Stored data entries —
++++++++++++++++++++
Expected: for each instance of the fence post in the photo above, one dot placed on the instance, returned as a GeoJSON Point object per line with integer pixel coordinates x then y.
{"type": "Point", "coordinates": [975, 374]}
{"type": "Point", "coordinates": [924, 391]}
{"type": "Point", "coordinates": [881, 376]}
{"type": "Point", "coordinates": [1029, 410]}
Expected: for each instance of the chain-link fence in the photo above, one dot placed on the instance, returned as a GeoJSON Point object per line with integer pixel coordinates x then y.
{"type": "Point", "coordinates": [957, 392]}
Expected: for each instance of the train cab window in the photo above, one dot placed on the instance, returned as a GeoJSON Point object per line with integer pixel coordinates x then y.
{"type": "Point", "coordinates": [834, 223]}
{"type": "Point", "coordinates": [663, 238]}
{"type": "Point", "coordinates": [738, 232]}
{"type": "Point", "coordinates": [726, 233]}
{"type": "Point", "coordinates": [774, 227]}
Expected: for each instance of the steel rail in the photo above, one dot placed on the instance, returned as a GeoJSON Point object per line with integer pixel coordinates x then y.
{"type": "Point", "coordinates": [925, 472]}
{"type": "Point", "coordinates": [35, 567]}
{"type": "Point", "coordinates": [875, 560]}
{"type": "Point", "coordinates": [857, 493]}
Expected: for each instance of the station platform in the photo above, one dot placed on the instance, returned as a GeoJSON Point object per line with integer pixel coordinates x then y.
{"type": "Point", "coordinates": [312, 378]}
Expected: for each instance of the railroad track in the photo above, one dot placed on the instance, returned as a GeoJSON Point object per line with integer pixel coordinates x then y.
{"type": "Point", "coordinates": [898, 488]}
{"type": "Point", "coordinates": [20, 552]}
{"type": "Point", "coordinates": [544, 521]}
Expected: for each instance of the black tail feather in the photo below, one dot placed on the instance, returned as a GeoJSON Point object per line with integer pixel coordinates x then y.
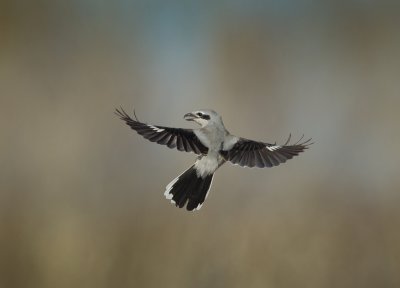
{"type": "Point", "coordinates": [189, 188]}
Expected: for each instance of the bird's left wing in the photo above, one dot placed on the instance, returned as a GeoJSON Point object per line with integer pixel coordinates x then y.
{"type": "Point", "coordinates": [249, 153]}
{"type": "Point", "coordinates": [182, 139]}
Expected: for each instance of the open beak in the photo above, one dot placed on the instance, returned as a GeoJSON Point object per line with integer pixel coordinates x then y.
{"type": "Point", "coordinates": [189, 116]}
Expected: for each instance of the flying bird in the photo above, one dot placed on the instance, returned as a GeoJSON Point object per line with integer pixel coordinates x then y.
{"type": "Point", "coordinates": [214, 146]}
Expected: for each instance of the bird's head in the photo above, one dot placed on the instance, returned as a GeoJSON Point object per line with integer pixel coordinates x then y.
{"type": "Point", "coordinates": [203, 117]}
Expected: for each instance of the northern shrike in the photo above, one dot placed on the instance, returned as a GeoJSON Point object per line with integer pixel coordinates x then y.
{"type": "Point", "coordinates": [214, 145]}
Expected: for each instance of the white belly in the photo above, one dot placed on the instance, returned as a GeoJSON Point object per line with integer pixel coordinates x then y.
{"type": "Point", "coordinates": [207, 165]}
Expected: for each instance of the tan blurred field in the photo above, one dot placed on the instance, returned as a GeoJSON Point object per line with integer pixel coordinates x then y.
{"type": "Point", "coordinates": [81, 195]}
++++++++++++++++++++
To do — Exclude the images, then output the data above word for word.

Exercise result —
Expected: for each instance of the fence post in the photo above, one dot placed on the instance, returned as a GeoJSON Point object per line with integer pixel coordinates x then y.
{"type": "Point", "coordinates": [975, 374]}
{"type": "Point", "coordinates": [924, 391]}
{"type": "Point", "coordinates": [881, 376]}
{"type": "Point", "coordinates": [1029, 410]}
Expected: for each instance of the chain-link fence in the photo above, one dot placed on the instance, returned as a GeoJSON Point object per line with integer pixel coordinates x then y.
{"type": "Point", "coordinates": [957, 392]}
Expected: for each instance of the train cab window in the photo above, one dot placed on the instance, returned as a GeoJSON Point object per line with integer pixel coordinates x then y.
{"type": "Point", "coordinates": [834, 223]}
{"type": "Point", "coordinates": [663, 238]}
{"type": "Point", "coordinates": [738, 232]}
{"type": "Point", "coordinates": [726, 233]}
{"type": "Point", "coordinates": [774, 227]}
Expected: for each instance of the steel rail in the photo above, one dot placed on the instance, returned as a GeoJSON Point object per line with integer pixel coordinates x then y.
{"type": "Point", "coordinates": [925, 472]}
{"type": "Point", "coordinates": [35, 567]}
{"type": "Point", "coordinates": [875, 560]}
{"type": "Point", "coordinates": [857, 493]}
Expected: for each instance of the station platform in the photo above, one dot placed on the instance, returned as a GeoJSON Point object per line with integer pixel coordinates x then y.
{"type": "Point", "coordinates": [312, 378]}
Expected: for each instance of the railroad track in the photo above, one dot placed on the instance, returned as a GeoJSON Point object per line with integer pixel coordinates x then y.
{"type": "Point", "coordinates": [898, 488]}
{"type": "Point", "coordinates": [20, 552]}
{"type": "Point", "coordinates": [544, 521]}
Expected: for each instance of the black tail feather in the photo below, one dot placed on the instance, returned as a GeoJSON Point object per line with integer pixel coordinates x then y.
{"type": "Point", "coordinates": [189, 188]}
Expected: for each instance of the bird's left wing in the photo above, one dot placed on the instance, returned as a GeoJSON Point object per line with integer pixel coordinates x then y.
{"type": "Point", "coordinates": [249, 153]}
{"type": "Point", "coordinates": [182, 139]}
Expected: for each instance of the open beak in the photo above, one dot placed on the instance, returned as a GeoJSON Point object per line with integer pixel coordinates x then y.
{"type": "Point", "coordinates": [189, 116]}
Expected: for each instance of the flying bird in the photo above, one dot placed on the instance, returned as a GeoJSON Point object per line with integer pixel coordinates x then y.
{"type": "Point", "coordinates": [214, 146]}
Expected: for each instance of the bird's head in the photo above, one dot placed on the instance, returned as a GeoJSON Point object per line with integer pixel coordinates x then y.
{"type": "Point", "coordinates": [203, 117]}
Expected: for each instance of the northern shrike in the photo above, one dot placed on the instance, returned as a GeoJSON Point object per line with integer pixel coordinates x then y.
{"type": "Point", "coordinates": [214, 145]}
Expected: for each instance of the white belly in the photo above, one dot placed on the instance, returned as a GeoJSON Point object per line with integer pixel coordinates x then y.
{"type": "Point", "coordinates": [207, 165]}
Expected: for each instance of the tan blurred field in the photo above, one dot placed on the instance, returned as a GeoJSON Point object per line with integer pixel coordinates x then y.
{"type": "Point", "coordinates": [81, 195]}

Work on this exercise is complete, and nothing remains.